Page extract:
--- start ---

Learn

The entry point to Spark is called a SparkSession. There are many possible configurations for a SparkSession, but for now, we will simply start a new session and save it as spark:

from pyspark.sql import SparkSession spark = SparkSession.builder.getOrCreate()

We can use Spark with data stored on a distributed file system or just on our local machine. Without additional configurations, Spark defaults to local with the number of partitions set to the number of CPU cores on our local machine (often, this is four).

The sparkContext within a SparkSession is the connection to the cluster and gives us the ability to create and transform RDDs. We can create an RDD from data saved locally using the parallelize() function. We can add an argument to specify the number of partitions, which is generally recommended as 2-4 partitions per machine. Otherwise, Spark defaults to the total number of CPU cores.

# default setting rdd_par = spark.sparkContext.parallelize(dataset_name)

If we are working with an external dataset, or possibly a large dataset stored on a distributed file system, we can use textFile() to create an RDD. Spark’s default is to partition the text file in 128 MB blocks, but we can also add an argument to set the number of partitions within the function.

# with partition argument of 10 rdd_txt = spark.sparkContext.textFile("file_name.txt", 10)

We can verify the number of partitions in rdd_txt using the following line:

rdd_txt.getNumPartitions() # output: 10

Finally, we need to know how to end our SparkSession when we are finished with our work:

spark.stop()

--- end ---

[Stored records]
--- start ---

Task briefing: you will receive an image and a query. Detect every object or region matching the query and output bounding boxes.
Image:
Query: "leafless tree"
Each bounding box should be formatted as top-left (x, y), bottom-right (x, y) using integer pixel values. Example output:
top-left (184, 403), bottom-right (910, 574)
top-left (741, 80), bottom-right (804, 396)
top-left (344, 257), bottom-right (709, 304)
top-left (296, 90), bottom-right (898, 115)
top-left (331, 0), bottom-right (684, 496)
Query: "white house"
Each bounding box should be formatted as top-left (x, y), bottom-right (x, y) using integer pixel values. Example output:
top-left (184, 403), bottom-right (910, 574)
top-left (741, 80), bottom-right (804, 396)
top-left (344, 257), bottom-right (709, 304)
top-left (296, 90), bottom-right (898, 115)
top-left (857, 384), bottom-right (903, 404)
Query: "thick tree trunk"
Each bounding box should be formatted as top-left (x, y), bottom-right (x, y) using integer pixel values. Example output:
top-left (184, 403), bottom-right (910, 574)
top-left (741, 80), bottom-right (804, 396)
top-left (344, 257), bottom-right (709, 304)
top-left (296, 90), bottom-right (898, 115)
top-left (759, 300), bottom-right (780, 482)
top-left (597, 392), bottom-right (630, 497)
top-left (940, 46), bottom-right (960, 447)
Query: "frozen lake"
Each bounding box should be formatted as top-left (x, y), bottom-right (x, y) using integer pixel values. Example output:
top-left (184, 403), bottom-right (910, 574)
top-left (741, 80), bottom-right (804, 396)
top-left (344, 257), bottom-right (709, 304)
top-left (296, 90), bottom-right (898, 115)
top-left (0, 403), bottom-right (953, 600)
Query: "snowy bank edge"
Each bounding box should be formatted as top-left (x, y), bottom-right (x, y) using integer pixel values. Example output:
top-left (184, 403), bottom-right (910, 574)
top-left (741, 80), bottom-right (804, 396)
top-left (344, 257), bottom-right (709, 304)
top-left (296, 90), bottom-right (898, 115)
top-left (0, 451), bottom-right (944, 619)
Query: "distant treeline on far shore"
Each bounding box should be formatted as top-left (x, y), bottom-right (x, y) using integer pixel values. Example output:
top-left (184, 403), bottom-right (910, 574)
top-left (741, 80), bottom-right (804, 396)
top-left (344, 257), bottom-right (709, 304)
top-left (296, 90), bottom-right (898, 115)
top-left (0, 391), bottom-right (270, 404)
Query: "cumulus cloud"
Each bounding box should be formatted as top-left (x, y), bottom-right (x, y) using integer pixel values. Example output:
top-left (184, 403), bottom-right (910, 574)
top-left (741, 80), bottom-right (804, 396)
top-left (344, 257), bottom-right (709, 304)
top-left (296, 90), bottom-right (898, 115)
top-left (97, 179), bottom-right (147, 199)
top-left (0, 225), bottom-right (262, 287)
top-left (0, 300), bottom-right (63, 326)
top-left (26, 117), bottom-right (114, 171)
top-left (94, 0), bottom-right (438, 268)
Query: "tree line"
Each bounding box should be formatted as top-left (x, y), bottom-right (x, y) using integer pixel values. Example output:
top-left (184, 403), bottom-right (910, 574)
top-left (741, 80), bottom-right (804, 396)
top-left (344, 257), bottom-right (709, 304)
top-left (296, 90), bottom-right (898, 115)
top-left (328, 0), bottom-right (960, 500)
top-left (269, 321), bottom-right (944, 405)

--- end ---

What this exercise asks:
• 1. List every method that the code lines of the Spark tutorial call with parentheses.
• 2. Write the next part of the Spark tutorial, picking up after its final line of code.
The stored records have nothing to do with this.

Expected answers:
• 1. getOrCreate(), parallelize(), textFile(), getNumPartitions(), stop()

• 2.
Now that we know how to get started with PySpark, let’s introduce the dataset we’ll be working with throughout this lesson and set it up as an RDD!


How to Use Your Jupyter Notebook:

  • You can run a cell in the Notebook to the right by placing your cursor in the cell and clicking the Run button or the Shift+Enter/Return keys.
  • When you are ready to evaluate the code in your Notebook, press the Save button at the top of the Notebook or command+s keys before clicking the Test Work button at the bottom. Be sure to save your solution code in the cell marked ## YOUR SOLUTION HERE ## or it will not be evaluated.
  • When you are ready to move on, click Next.

screenshot of the buttons at the top of the Jupyter Notebook interface with Save and Run highlighted

Instructions

1.

We’ll be working with data about students applying for college. We usually use PySpark for extremely large datasets, but it’s easier to see how functions work when we start with a smaller example.

In the Jupyter notebook named notebook.ipynb, we give you a list of tuples called student_data. Each tuple contains a name, an SAT score out of 1600, a GPA out of 100% (in decimals), and a state.

Start a SparkSession and assign it the name spark. Confirm your session is connected by running the provided code to print spark from the same code cell.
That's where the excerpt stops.